WORK INSTRUCTIONS —
(a) Write out the part of the AT-GS text below word for word, starting at "Starting with the" and ending at "and normal maps.".
(b) Decide whether each statement agrees with the AT-GS text below. Answer yes or no for each, and quote the deciding words of the text.
(i) AT-GS reconstructs dynamic surfaces through per-frame incremental optimization.
(ii) The final mesh is generated with marching cubes.
(iii) Predicted optical flow warps the rendered normal map from frame t-1 to frame t.
(c) According to the AT-GS text below, on which datasets are results for novel view synthesis and geometry reconstruction demonstrated?

*** Opening EXERCISE PASSAGE ***

3D Gaussian Splatting has recently achieved notable success in novel view synthesis for dynamic scenes and geometry reconstruction in static scenes. Building on these advancements, early methods have been developed for dynamic surface reconstruction by globally optimizing entire sequences. However, reconstructing dynamic scenes with significant topology changes, emerging or disappearing objects, and rapid movements remains a substantial challenge, particularly for long sequences. To address these issues, we propose AT-GS, a novel method for reconstructing high-quality dynamic surfaces from multi-view videos through per-frame incremental optimization. To avoid local minima across frames, we introduce a unified and adaptive gradient-aware densification strategy that integrates the strengths of conventional cloning and splitting techniques. Additionally, we reduce temporal jittering in dynamic surfaces by ensuring consistency in curvature maps across consecutive frames. Our method achieves superior accuracy and temporal coherence in dynamic surface reconstruction, delivering high-fidelity space-time novel view synthesis, even in complex and challenging scenes. Extensive experiments on diverse multi-view video datasets demonstrate the effectiveness of our approach, showing clear advantages over baseline methods.
Starting with the Gaussian surfels from the previous frame t-1, we first estimate their coarse translation and rotation to align with the current frame t. Subsequently, we optimize all Gaussian attributes, incorporating our gradient-guided densification strategy. For each training view, we render opacity, depth, normal, and color maps (from top to bottom in the dashed box) using differentiable tile-based rasterization. Additionally, we predict optical flow between consecutive frames, which warps the rendered normal map from frame t-1 to frame t. We then ensure temporal consistency of the underlying surface by comparing curvature maps derived from the warped and rendered normal maps. Furthermore, we apply photometric loss, depth-normal consistency loss, and mask loss for supervision. Finally, Poisson reconstruction is employed to generate a mesh from the unprojected depth and normal maps.
We demonstrate results for both novel view synthesis and geometry reconstruction on the DNA-Rendering and NHR datasets.

*** Closing EXERCISE PASSAGE ***
*** Opening EXTRACTED INFORMATION ***

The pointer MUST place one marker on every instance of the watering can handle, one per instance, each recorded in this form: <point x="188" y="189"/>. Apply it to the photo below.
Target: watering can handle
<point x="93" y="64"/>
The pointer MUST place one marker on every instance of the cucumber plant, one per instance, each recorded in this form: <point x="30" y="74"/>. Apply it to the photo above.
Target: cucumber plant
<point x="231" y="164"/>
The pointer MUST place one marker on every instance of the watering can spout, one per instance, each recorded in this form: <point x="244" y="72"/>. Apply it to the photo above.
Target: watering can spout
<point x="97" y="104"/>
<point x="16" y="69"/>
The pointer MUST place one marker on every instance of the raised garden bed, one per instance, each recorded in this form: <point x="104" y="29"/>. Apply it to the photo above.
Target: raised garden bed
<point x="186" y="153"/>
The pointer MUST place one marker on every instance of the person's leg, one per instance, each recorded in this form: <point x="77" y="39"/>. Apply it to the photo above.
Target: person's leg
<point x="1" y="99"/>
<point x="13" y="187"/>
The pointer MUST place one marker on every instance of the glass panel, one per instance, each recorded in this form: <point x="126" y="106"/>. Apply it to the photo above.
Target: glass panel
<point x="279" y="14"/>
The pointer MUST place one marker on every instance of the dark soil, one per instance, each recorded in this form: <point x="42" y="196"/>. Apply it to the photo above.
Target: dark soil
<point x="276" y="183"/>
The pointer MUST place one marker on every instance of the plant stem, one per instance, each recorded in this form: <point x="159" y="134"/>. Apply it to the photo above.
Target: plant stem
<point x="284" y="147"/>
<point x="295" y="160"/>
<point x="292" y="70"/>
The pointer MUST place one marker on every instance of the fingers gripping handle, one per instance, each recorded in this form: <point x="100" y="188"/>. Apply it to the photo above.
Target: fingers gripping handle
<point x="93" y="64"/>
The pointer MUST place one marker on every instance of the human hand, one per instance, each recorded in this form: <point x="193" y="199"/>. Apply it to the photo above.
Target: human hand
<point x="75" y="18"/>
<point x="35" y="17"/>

*** Closing EXTRACTED INFORMATION ***

ANSWERS BY ITEM NUMBER —
(a)
Starting with the Gaussian surfels from the previous frame t-1, we first estimate their coarse translation and rotation to align with the current frame t. Subsequently, we optimize all Gaussian attributes, incorporating our gradient-guided densification strategy. For each training view, we render opacity, depth, normal, and color maps (from top to bottom in the dashed box) using differentiable tile-based rasterization. Additionally, we predict optical flow between consecutive frames, which warps the rendered normal map from frame t-1 to frame t. We then ensure temporal consistency of the underlying surface by comparing curvature maps derived from the warped and rendered normal maps. Furthermore, we apply photometric loss, depth-normal consistency loss, and mask loss for supervision. Finally, Poisson reconstruction is employed to generate a mesh from the unprojected depth and normal maps.

(b)
(i) Yes: "we propose AT-GS, a novel method for reconstructing high-quality dynamic surfaces from multi-view videos through per-frame incremental optimization"
(ii) No: "Poisson reconstruction is employed to generate a mesh from the unprojected depth and normal maps"
(iii) Yes: "we predict optical flow between consecutive frames, which warps the rendered normal map from frame t-1 to frame t"

(c) On the DNA-Rendering and NHR datasets.